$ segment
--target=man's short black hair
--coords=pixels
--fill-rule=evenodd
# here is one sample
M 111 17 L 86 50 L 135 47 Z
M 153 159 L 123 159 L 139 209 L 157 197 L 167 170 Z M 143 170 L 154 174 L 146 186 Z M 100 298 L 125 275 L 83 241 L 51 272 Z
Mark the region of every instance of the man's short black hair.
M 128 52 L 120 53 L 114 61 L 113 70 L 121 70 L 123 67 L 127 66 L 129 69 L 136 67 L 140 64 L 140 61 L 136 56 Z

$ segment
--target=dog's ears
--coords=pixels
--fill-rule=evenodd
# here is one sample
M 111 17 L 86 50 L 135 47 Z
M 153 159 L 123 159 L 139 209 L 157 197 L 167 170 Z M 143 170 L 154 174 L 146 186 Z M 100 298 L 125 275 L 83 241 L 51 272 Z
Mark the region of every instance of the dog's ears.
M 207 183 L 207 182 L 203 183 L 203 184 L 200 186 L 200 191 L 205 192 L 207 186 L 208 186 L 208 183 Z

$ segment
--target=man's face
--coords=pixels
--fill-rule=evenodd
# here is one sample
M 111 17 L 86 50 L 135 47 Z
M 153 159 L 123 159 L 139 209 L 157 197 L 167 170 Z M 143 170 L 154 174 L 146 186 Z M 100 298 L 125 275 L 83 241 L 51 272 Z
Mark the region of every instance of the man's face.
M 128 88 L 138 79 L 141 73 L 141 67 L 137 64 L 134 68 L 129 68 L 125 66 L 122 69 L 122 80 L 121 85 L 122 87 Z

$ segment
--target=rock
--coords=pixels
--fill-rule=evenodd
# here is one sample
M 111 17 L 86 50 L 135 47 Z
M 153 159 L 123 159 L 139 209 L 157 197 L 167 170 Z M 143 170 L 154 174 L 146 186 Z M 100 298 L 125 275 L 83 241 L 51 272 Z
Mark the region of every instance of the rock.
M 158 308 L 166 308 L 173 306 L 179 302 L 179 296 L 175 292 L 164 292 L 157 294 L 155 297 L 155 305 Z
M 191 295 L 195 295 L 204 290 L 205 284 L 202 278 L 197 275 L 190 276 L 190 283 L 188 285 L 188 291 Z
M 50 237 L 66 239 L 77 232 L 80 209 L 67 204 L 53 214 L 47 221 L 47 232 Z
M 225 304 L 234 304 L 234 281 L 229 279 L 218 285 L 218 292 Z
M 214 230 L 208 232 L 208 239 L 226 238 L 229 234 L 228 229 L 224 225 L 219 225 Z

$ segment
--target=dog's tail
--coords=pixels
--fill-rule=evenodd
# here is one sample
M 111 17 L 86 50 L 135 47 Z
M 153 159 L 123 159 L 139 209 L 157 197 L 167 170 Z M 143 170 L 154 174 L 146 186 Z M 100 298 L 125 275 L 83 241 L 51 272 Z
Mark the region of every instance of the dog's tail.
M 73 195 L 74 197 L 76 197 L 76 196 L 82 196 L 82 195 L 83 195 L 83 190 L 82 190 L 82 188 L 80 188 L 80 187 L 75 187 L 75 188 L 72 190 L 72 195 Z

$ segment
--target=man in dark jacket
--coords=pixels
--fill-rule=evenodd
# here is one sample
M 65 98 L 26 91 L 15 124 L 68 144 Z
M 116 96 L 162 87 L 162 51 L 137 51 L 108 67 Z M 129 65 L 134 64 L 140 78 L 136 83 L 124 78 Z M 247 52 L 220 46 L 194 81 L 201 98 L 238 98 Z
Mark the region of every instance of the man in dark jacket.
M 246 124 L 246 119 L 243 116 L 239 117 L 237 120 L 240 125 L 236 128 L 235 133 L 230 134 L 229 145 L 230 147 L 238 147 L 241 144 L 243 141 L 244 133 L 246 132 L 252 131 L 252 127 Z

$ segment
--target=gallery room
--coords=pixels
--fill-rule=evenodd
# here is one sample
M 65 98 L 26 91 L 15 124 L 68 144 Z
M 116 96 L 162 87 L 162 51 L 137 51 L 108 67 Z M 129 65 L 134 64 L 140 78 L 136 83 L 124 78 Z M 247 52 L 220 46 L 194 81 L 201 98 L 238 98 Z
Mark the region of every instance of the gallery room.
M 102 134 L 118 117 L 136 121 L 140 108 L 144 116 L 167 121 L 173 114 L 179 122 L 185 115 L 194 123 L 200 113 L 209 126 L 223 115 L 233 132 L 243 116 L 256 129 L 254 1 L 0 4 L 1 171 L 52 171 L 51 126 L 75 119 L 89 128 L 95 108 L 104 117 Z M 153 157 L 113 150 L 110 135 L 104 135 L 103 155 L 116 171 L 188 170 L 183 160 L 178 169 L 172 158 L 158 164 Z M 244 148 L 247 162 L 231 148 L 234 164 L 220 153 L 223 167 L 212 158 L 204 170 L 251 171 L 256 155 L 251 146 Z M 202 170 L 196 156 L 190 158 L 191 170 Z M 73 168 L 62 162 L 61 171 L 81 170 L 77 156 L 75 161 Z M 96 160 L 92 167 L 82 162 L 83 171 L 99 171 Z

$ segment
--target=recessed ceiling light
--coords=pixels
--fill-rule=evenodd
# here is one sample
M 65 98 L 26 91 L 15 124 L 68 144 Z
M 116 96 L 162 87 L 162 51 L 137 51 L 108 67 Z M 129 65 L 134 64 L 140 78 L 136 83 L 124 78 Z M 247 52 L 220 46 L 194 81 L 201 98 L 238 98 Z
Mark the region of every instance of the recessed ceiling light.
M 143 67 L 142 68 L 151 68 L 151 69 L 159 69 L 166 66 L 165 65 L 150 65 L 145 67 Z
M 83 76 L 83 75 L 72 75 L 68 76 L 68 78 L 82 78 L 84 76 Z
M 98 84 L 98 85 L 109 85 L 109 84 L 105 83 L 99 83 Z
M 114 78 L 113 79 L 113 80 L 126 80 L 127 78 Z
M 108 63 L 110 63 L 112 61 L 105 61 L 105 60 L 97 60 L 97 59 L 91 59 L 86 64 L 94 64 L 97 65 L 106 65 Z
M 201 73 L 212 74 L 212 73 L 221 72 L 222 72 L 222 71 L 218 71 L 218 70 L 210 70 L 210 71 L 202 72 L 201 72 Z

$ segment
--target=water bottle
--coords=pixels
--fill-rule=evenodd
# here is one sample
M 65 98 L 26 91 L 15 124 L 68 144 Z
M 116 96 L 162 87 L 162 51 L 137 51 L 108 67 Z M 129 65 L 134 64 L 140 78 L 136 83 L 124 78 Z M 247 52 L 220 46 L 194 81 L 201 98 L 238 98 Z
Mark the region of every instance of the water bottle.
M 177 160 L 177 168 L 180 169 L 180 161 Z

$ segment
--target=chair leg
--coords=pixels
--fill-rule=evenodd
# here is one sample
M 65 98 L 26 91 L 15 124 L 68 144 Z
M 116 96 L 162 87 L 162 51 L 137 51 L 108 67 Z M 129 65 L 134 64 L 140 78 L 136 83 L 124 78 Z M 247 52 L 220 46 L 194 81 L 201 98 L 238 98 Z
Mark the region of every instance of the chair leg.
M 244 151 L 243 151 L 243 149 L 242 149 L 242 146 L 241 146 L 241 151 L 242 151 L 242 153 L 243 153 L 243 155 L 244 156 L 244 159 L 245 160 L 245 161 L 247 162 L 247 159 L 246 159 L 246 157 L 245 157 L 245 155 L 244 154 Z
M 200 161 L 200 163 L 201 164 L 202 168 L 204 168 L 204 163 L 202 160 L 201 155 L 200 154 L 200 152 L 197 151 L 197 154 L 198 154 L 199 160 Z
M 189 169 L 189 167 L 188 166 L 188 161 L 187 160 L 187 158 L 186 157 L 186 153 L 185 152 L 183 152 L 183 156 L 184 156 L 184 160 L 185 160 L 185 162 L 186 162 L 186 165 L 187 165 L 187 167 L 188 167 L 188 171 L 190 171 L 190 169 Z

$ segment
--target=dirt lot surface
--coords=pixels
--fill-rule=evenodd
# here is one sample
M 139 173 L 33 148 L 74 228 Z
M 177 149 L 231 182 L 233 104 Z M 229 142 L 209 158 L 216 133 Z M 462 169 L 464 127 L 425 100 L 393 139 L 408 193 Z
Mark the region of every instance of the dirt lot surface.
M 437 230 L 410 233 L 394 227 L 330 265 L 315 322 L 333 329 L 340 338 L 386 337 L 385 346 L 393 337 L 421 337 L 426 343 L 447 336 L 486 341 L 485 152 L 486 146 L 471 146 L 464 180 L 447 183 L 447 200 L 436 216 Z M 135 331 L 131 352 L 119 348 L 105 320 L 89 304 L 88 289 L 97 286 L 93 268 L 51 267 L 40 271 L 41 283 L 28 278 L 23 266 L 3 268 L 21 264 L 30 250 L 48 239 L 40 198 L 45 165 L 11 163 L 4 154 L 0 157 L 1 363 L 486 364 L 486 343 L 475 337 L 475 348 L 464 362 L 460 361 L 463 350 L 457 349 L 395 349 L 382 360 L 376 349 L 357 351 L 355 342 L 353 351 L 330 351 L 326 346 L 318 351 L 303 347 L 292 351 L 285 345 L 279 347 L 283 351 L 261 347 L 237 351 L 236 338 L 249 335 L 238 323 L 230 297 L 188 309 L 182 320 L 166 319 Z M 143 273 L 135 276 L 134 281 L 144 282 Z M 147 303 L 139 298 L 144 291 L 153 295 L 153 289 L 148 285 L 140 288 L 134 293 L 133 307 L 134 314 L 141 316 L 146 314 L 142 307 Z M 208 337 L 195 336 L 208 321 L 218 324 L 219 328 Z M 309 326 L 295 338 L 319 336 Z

_Travail à faire:_ Relevez, dans le matériel, toutes les lignes où figure le mot « short ».

_Solution proposée:_
--target=man's short black hair
Mark the region of every instance of the man's short black hair.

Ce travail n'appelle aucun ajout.